_Exercise details_
State how many lines in the following entries hold the word "black". The reply is that number only.
►
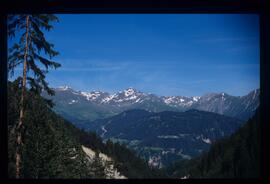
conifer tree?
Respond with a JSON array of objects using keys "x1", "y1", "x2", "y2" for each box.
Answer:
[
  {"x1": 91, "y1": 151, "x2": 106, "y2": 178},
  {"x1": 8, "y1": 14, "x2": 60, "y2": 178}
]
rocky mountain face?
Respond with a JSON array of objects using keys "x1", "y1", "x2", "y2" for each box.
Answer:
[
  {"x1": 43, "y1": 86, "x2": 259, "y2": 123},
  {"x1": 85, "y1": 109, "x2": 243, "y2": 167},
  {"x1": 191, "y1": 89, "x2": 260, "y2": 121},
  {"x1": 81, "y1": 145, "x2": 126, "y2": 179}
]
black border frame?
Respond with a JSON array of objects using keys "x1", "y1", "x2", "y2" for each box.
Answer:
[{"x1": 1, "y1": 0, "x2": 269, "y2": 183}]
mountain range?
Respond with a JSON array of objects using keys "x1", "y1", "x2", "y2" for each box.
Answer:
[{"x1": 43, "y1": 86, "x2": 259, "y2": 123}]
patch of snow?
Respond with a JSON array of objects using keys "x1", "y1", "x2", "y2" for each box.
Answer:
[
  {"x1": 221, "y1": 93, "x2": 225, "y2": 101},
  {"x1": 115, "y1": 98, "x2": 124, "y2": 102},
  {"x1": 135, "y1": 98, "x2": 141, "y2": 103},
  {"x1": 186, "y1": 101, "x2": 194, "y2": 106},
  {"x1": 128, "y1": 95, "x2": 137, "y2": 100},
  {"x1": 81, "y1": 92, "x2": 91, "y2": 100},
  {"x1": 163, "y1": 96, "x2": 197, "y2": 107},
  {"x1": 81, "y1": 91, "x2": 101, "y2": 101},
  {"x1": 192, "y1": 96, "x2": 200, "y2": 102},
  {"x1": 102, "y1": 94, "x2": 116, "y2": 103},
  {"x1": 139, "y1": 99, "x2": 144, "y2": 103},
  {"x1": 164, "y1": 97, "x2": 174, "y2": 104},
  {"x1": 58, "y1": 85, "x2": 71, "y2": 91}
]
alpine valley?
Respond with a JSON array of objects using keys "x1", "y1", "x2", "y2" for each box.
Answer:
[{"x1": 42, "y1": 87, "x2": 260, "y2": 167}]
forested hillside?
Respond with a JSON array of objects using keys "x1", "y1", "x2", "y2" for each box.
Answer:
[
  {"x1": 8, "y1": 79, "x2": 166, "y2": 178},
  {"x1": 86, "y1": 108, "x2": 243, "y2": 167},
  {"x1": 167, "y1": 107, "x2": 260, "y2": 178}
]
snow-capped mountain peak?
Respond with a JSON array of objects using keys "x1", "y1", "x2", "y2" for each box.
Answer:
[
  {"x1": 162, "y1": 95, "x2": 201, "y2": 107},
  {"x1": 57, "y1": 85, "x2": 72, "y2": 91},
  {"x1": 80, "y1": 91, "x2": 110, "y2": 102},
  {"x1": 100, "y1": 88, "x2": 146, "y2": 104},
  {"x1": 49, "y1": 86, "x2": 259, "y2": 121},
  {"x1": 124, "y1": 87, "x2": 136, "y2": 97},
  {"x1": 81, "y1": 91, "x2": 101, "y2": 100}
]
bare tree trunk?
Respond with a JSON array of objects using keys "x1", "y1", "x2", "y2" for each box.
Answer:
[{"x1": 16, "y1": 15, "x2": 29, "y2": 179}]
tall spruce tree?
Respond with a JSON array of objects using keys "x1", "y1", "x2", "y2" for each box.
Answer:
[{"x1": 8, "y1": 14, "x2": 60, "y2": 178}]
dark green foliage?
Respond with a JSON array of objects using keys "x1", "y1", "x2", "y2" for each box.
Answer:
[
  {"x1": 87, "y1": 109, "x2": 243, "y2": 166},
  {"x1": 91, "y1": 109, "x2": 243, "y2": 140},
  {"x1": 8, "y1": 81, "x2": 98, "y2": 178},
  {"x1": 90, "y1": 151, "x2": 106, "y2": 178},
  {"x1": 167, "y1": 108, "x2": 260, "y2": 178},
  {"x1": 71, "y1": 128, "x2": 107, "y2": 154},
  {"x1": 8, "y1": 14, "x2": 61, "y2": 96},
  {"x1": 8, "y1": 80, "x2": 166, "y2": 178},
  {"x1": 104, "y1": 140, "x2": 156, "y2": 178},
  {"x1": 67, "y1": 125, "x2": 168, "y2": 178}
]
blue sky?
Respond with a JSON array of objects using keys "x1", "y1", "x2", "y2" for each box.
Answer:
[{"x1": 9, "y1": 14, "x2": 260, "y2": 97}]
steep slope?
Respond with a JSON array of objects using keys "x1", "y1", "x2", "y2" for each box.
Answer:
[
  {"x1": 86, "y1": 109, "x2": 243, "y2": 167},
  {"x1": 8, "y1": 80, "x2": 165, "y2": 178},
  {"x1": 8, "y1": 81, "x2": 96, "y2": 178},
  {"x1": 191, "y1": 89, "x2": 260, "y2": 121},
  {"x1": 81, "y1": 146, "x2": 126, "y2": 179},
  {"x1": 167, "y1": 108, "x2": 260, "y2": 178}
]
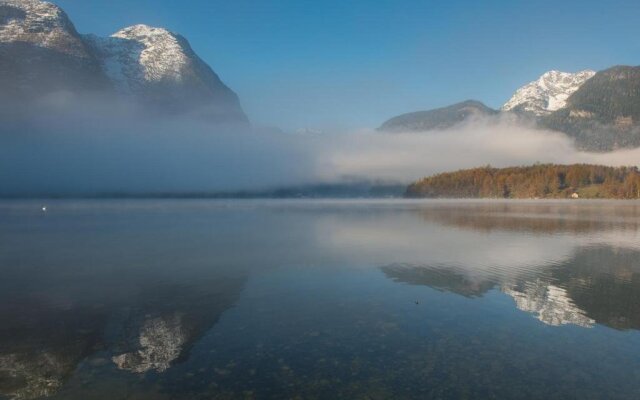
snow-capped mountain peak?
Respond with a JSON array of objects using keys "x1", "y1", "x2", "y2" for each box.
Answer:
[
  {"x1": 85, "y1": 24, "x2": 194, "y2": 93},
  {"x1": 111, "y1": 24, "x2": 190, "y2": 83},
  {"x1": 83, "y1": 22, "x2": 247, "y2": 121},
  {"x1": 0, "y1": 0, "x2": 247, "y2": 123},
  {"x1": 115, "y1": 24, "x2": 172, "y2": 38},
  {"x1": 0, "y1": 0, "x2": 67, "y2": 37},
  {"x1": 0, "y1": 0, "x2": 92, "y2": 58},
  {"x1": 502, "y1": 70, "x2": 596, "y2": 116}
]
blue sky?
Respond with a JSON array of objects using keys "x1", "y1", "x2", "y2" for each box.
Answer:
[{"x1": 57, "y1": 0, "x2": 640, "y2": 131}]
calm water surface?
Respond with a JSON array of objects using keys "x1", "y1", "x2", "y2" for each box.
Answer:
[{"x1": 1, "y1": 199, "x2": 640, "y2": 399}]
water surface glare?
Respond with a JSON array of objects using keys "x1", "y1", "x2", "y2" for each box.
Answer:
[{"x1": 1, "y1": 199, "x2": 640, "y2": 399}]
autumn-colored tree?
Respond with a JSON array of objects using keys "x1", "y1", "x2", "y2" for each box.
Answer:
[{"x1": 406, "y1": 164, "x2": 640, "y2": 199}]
◄
►
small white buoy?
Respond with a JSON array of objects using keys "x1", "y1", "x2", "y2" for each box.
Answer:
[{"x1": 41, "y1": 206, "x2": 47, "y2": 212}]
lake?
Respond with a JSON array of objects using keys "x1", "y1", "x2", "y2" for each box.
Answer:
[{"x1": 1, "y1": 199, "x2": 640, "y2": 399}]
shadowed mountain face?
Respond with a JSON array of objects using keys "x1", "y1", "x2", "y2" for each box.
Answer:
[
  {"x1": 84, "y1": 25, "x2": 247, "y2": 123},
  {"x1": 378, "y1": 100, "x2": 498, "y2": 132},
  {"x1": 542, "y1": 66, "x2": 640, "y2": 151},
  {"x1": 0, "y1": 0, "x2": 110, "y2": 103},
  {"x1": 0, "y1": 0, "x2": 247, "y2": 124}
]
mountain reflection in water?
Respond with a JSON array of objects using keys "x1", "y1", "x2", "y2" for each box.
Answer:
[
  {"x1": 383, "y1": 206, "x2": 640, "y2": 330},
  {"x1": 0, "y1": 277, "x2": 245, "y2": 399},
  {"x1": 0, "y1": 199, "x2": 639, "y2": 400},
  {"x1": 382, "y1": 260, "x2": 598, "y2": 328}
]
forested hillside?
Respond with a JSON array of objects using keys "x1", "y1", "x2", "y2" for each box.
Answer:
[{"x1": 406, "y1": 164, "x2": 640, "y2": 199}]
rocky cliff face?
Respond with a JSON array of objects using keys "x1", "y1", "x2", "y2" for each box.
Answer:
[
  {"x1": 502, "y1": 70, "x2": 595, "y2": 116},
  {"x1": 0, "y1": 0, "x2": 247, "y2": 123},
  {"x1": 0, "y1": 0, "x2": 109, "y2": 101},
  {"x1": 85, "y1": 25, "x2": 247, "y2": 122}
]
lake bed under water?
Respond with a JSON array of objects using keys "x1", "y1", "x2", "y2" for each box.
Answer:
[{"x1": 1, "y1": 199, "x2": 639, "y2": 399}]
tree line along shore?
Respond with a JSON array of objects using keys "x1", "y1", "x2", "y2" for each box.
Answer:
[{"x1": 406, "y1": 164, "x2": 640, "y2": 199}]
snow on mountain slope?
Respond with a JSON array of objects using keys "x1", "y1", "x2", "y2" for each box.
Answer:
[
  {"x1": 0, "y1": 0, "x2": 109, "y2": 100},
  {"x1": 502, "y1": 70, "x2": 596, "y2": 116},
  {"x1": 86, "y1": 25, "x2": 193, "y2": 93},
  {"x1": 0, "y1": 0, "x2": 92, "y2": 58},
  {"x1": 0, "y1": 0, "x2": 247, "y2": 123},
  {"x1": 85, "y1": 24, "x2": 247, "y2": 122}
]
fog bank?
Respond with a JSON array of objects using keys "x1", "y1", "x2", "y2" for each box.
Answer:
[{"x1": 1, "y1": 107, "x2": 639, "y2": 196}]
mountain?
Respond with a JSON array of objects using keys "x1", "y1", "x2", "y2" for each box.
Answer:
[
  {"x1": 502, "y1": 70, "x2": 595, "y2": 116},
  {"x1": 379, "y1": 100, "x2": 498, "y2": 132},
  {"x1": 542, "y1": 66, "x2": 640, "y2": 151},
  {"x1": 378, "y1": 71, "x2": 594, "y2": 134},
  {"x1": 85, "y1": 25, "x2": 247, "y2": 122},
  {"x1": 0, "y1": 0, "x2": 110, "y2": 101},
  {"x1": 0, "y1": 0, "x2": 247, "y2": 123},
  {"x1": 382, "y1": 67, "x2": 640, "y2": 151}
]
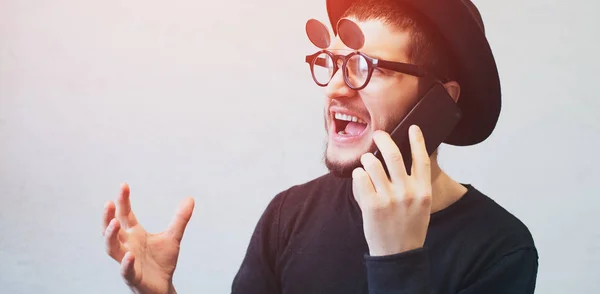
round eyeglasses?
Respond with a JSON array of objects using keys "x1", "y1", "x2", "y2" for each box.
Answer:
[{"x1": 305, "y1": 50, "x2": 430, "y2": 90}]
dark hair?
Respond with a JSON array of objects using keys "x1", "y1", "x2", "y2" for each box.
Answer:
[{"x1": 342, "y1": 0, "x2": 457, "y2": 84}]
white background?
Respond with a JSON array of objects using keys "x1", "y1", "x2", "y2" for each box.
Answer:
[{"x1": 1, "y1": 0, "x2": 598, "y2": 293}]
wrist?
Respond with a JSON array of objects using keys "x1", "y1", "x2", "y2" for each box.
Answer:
◄
►
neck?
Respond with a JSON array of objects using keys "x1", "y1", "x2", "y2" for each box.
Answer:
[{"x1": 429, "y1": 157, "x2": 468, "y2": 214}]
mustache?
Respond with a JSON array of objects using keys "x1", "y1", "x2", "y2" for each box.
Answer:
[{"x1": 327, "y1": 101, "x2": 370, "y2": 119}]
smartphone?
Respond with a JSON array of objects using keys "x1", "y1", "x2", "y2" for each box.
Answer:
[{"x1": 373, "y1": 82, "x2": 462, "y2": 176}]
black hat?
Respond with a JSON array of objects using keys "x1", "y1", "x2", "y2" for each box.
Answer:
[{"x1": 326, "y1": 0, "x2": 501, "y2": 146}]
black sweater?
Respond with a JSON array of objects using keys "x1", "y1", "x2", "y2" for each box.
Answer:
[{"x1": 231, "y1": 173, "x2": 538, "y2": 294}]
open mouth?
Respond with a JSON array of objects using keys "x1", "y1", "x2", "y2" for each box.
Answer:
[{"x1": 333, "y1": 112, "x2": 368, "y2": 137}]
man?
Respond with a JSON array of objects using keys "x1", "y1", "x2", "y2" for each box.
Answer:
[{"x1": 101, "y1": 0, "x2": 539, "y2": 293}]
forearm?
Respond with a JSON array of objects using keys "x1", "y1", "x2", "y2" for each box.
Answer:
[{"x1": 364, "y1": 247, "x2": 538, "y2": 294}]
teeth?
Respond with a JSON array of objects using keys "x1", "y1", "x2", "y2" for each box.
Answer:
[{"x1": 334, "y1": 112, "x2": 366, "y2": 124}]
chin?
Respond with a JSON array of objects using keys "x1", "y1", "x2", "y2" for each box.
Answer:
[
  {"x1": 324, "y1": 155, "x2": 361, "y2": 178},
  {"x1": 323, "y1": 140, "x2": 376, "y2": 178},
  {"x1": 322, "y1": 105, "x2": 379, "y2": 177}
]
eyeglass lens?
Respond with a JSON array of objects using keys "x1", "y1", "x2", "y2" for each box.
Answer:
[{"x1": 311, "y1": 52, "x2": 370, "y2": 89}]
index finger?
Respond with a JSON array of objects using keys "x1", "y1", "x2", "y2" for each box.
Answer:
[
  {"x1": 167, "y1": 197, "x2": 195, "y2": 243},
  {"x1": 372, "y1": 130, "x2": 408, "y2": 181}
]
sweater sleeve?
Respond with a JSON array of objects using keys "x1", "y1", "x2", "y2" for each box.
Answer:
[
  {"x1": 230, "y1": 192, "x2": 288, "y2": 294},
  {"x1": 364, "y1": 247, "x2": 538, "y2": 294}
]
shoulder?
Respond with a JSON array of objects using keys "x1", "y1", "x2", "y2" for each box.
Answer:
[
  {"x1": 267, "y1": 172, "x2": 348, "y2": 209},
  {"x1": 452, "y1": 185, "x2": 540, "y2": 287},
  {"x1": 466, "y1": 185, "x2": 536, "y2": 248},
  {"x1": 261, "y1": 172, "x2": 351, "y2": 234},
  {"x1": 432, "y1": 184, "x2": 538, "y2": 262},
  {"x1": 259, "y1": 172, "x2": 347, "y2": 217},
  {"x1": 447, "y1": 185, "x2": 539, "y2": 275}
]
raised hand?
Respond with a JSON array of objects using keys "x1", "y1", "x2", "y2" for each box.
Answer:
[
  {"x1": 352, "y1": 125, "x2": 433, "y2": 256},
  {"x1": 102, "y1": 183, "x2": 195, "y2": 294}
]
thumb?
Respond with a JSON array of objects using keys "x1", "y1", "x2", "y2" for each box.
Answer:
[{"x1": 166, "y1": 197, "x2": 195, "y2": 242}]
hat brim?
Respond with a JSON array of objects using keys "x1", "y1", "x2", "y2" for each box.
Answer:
◄
_Response_
3